**Exercise objective:**
List every line in the records below that contains the word "black", matching its case exactly.
===== Records for processing =====
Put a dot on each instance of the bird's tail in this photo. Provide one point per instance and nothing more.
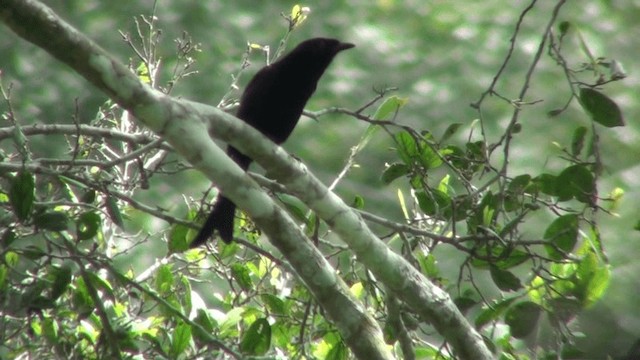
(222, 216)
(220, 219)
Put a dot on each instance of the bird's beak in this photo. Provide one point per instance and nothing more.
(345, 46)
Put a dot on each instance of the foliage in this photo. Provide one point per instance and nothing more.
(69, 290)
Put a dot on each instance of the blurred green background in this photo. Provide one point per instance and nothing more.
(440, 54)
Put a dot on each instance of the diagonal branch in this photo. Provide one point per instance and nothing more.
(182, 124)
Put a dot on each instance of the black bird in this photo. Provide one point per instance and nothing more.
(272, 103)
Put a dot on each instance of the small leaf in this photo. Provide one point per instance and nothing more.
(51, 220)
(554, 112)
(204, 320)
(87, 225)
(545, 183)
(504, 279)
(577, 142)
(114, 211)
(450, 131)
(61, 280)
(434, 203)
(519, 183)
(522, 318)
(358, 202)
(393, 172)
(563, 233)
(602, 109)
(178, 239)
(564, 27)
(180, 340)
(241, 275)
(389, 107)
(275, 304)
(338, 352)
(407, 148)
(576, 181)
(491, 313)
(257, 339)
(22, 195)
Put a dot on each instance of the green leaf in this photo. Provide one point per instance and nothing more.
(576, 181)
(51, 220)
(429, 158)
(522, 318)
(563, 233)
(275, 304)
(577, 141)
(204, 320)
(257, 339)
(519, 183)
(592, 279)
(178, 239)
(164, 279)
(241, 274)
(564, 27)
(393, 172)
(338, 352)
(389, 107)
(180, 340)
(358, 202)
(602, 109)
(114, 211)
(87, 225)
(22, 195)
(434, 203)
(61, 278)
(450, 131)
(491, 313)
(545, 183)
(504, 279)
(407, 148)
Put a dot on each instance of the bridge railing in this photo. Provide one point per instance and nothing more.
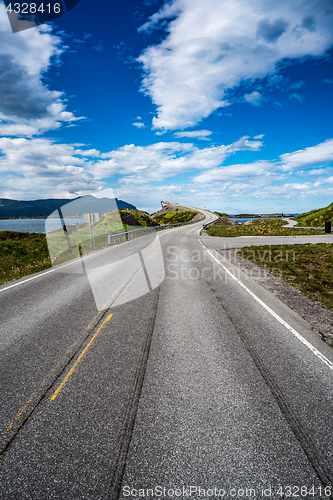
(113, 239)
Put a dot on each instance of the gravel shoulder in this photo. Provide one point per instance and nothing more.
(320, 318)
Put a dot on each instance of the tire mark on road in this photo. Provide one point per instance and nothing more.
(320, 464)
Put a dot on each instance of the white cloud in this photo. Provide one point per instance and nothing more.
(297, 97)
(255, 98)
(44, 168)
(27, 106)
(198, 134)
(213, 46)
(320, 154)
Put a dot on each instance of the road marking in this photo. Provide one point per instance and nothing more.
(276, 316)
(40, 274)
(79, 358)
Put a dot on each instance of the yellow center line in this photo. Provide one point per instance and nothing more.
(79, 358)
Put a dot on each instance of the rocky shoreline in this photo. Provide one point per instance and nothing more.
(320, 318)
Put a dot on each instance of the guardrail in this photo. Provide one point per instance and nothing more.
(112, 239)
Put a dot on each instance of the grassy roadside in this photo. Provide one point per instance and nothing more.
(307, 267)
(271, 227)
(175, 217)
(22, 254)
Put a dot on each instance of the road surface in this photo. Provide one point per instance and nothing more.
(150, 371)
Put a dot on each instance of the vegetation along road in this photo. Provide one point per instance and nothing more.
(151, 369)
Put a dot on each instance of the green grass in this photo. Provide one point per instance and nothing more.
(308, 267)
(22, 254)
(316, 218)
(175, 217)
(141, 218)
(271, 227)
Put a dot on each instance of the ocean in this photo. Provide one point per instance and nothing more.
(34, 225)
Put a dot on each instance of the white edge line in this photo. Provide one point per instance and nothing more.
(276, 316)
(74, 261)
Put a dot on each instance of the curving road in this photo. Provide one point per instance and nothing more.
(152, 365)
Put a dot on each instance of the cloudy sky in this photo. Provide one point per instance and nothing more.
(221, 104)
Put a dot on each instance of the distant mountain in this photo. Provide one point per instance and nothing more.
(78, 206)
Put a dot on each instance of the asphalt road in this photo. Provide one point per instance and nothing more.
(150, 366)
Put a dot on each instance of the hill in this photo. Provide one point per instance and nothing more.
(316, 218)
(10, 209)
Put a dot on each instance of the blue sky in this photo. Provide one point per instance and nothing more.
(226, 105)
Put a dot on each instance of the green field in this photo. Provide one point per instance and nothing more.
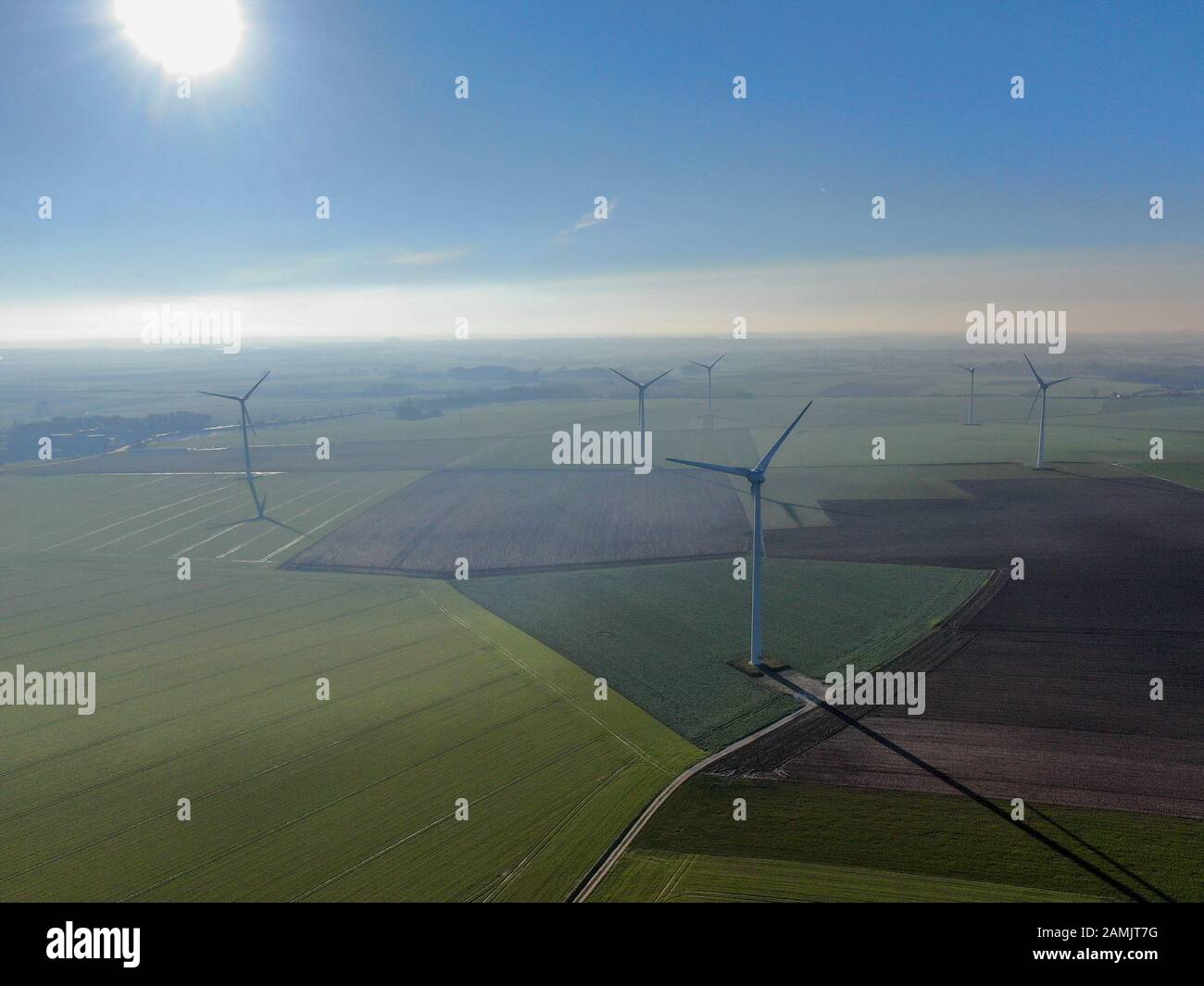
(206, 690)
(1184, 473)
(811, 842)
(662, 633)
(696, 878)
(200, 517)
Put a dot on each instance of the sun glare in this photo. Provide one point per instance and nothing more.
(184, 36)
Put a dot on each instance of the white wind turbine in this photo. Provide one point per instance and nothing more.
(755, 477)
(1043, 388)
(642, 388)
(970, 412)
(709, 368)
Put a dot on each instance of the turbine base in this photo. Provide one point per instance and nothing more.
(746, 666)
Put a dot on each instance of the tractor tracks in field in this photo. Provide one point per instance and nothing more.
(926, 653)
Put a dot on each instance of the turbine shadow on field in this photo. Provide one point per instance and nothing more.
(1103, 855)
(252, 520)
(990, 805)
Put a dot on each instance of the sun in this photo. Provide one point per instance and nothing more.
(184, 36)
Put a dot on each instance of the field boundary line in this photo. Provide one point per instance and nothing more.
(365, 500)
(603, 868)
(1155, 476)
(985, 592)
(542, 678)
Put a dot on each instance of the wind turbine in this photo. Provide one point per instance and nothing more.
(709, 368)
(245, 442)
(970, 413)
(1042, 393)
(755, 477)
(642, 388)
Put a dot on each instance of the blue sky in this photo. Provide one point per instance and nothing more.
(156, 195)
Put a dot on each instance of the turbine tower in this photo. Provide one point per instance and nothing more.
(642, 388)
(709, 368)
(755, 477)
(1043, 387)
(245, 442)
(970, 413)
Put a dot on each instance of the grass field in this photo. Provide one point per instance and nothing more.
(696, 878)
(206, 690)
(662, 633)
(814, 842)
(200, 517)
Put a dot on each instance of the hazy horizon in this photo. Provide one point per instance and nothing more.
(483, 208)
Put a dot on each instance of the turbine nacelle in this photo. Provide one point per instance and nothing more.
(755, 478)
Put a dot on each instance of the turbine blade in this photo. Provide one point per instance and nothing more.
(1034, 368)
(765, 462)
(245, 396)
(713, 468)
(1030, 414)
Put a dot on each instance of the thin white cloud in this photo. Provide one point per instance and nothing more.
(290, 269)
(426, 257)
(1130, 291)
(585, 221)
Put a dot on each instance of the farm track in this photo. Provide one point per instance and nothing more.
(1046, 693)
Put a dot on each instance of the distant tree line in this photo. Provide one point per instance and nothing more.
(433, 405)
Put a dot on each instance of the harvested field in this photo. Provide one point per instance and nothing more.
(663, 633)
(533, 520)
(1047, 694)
=====
===== Records for processing =====
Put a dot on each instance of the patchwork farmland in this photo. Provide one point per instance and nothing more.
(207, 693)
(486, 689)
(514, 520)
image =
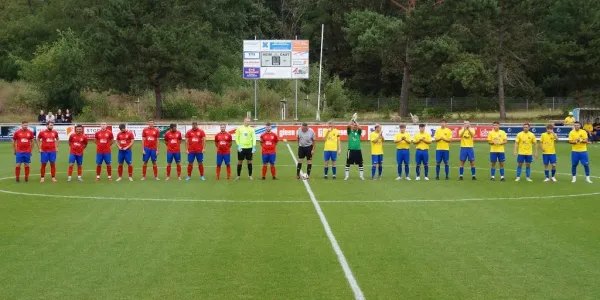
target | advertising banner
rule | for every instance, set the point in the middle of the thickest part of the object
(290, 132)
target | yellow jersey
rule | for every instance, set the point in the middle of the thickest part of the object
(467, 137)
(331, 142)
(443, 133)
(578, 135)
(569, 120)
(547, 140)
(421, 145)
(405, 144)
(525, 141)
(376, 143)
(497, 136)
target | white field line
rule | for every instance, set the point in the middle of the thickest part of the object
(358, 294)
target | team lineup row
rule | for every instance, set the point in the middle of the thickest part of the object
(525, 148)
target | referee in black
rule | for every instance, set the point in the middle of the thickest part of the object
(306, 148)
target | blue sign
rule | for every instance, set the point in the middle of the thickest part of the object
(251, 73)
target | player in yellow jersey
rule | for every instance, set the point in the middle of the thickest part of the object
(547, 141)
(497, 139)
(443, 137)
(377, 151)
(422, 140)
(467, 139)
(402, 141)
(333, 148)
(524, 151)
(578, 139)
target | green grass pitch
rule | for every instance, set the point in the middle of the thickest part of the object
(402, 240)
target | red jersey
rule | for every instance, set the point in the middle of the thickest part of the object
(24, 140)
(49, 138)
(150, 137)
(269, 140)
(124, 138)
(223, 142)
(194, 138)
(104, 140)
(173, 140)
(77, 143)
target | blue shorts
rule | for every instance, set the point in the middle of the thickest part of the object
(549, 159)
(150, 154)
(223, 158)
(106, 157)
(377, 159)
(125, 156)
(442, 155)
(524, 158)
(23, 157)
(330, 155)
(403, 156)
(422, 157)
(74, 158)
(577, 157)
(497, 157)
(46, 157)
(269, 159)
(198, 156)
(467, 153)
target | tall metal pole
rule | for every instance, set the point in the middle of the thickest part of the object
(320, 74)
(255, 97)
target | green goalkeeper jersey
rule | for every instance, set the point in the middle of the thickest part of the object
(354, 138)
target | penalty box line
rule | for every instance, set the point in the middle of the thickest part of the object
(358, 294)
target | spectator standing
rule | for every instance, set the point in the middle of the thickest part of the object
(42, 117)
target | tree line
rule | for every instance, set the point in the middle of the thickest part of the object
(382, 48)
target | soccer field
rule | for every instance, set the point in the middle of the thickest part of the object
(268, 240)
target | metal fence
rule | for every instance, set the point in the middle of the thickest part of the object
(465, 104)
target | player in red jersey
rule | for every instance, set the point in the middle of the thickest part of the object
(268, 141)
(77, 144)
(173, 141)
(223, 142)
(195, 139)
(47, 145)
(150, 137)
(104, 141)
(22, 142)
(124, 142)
=====
===== Records for processing =====
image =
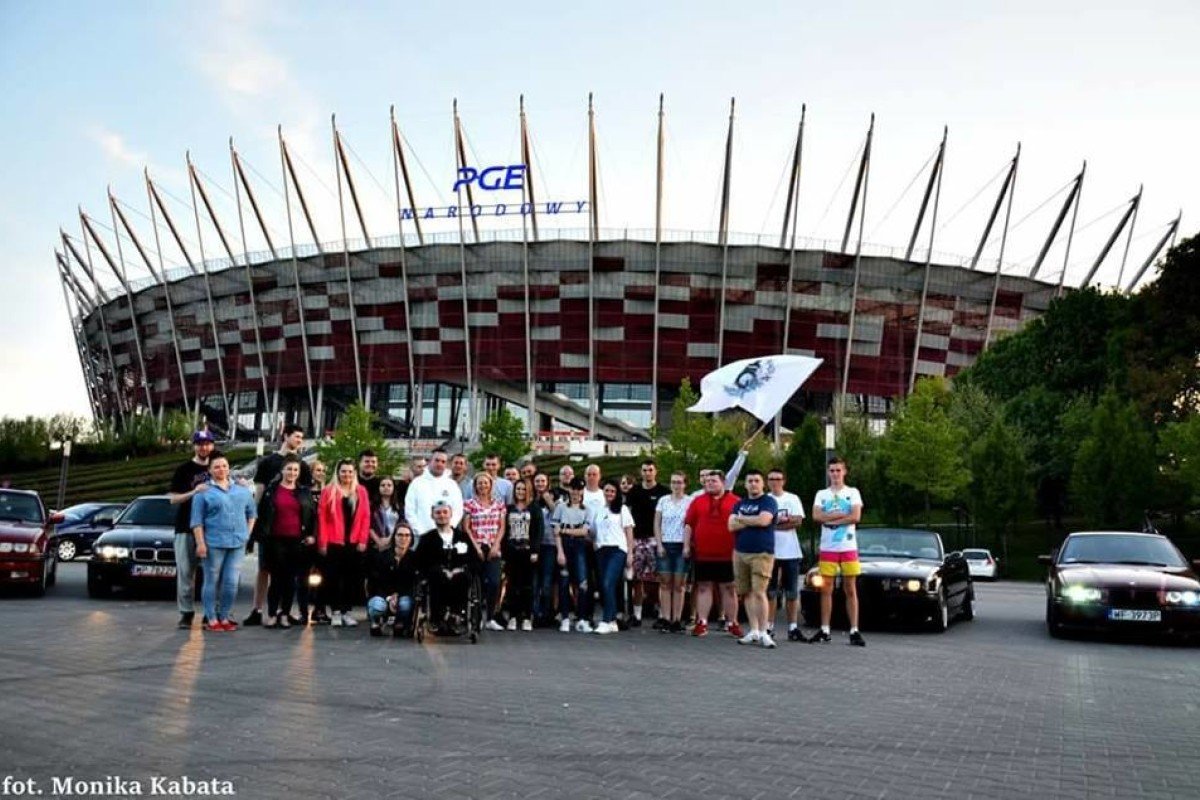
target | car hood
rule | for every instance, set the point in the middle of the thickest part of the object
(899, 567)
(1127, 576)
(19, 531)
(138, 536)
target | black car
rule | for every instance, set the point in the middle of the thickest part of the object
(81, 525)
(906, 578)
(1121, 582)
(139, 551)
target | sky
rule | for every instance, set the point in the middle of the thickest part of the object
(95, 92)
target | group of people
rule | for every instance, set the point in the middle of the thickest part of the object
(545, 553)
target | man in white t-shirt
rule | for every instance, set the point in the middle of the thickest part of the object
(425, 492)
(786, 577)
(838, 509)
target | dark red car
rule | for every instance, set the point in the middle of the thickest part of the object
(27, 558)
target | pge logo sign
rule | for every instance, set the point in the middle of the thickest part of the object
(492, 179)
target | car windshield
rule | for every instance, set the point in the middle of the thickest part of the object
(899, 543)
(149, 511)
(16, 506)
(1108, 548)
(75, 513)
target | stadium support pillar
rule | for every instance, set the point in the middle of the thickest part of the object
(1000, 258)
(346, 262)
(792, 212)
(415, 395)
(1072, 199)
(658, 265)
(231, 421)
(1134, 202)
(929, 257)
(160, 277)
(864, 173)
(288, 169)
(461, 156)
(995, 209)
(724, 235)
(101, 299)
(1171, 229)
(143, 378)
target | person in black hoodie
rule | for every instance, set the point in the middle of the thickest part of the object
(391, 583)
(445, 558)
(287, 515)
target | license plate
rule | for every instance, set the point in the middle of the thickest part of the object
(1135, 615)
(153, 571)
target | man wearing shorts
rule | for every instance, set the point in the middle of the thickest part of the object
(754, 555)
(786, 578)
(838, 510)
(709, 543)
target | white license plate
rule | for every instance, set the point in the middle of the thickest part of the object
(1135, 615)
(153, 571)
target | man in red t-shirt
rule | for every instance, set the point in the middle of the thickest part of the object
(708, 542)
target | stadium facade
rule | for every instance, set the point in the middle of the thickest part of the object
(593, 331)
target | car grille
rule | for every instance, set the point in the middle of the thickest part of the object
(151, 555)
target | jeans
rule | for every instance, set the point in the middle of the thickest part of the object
=====
**The output:**
Put a dot on each instance of the black bird in this photo. Provide one point per instance and nothing more.
target | referee in black
target | black car
target | person in black hoodie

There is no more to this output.